EXCERPTED PASSAGE:

Or maybe there's just a branch i could switch to?
e
If you are talking about Xyce branches (that are public anyway) I think the master branch over on github is as good as it gets the moment.
My goal is to make Xyce as compatible with Sky130 as possible, and to make that happen this summer.
We synchronize our internal master branch with the public github branch roughly once a week, on Mondays. So, if I were to (hypothetically) get this fixed by COB tomorrow (Friday) and push it to our internal develop branch, then (again hypothetically) if our regression testing is clean over the weekend then my fix would get pushed to github on Monday.
The exception to the above schedule (sync on Mondays) is if something goes wrong in testing over the weekend. Or, if the person who normally handles it is on vacation or out sick. Or, if we’re within days of a major code release. But otherwise, if testing is clean, the sync happens.

DATA ENTRIES:
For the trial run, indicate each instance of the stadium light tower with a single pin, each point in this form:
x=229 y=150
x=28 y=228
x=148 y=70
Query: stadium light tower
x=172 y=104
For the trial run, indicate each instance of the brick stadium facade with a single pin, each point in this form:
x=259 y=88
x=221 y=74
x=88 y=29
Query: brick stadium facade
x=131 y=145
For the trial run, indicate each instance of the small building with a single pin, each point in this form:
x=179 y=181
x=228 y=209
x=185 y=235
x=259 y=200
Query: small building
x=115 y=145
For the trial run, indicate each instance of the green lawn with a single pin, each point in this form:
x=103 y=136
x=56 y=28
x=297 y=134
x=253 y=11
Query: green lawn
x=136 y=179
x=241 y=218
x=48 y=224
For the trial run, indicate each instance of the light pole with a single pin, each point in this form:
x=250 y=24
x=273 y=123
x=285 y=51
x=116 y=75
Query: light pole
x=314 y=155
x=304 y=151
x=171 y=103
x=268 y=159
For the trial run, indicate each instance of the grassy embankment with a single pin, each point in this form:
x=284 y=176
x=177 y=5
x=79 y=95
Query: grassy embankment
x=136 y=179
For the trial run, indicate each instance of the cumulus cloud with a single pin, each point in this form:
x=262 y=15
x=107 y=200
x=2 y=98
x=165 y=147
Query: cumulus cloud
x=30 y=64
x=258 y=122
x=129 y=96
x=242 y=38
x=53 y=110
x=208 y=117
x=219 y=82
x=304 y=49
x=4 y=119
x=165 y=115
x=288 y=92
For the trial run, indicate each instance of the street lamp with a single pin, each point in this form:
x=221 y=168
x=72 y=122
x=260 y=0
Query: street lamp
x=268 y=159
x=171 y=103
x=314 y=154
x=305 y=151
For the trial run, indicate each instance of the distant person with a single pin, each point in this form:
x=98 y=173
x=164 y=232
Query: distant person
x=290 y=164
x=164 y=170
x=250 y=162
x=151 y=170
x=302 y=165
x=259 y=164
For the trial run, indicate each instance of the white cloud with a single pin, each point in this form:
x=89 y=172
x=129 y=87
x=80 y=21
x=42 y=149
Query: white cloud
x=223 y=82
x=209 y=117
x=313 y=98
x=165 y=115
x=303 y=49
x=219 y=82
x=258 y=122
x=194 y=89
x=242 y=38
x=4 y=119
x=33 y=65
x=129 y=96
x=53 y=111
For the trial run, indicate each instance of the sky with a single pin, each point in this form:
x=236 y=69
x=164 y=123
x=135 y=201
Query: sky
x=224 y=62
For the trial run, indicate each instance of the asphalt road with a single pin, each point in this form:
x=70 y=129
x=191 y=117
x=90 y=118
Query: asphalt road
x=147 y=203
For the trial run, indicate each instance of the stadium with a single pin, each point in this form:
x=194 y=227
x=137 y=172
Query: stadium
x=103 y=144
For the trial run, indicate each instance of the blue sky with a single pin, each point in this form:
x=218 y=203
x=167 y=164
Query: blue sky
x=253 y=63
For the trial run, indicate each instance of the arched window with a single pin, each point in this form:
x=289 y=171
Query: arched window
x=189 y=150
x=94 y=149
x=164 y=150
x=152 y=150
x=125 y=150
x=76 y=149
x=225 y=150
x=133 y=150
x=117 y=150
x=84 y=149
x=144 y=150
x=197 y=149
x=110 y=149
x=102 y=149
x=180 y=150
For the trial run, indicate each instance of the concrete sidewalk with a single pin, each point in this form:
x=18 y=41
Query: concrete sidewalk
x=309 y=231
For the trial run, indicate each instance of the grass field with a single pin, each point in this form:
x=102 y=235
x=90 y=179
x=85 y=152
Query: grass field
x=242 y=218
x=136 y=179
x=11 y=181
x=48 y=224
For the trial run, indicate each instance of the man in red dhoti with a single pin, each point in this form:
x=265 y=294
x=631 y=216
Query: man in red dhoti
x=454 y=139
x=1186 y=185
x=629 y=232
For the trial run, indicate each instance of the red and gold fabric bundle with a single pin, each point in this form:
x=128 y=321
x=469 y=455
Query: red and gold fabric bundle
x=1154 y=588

PROBLEMS TO WORK ON:
a) Retype the stretch of the Xyce branch post from "Or maybe there's" through "github on Monday.".
b) Answer these questions from the Xyce branch post:
(i) Which branch does the writer call as good as it gets at the moment?
(ii) On which day is the internal master branch normally synchronized with the public github branch?
(iii) What goal does the writer state for Xyce, and by when?
c) Carry on with the Xyce branch post from its last sentence.

RESPONSES TO THE EXERCISE:
a)
Or maybe there's just a branch i could switch to?
e
If you are talking about Xyce branches (that are public anyway) I think the master branch over on github is as good as it gets the moment.
My goal is to make Xyce as compatible with Sky130 as possible, and to make that happen this summer.
We synchronize our internal master branch with the public github branch roughly once a week, on Mondays. So, if I were to (hypothetically) get this fixed by COB tomorrow (Friday) and push it to our internal develop branch, then (again hypothetically) if our regression testing is clean over the weekend then my fix would get pushed to github on Monday.

b)
(i) The master branch over on github.
(ii) Mondays.
(iii) To make Xyce as compatible with Sky130 as possible, this summer.

c)
Note, sometimes “testing going wrong” really means “the Jenkins server crashed” or something like that. It isn’t always because the code broke.
r
I was more referring to the SPICE netlists in https://github.com/google/skywater-pdk-libs-sky130_fd_pr/ To my knowledge those are all in the ngspice dialect which (I believe) has a few syntactical differences vs. Xyce's dialect. I was curious whether anyone had done the translation necessary to get them to run with Xyce (barring the aforementioned scaling bug)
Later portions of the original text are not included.